• [DATA EXTRACT]:
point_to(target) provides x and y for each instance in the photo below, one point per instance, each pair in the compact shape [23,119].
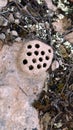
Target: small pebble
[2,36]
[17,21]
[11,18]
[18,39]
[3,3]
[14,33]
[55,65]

• [YOUR INSTRUCTIONS]:
Copy the records word for word, leaving no picture in the copy.

• [EXERCISE RESULT]:
point_to(target) provides x and y for each instance in the photo below, one point per instance, each pair in the compact shape [23,119].
Target: small pebble
[2,36]
[17,21]
[11,18]
[18,39]
[3,3]
[14,33]
[55,65]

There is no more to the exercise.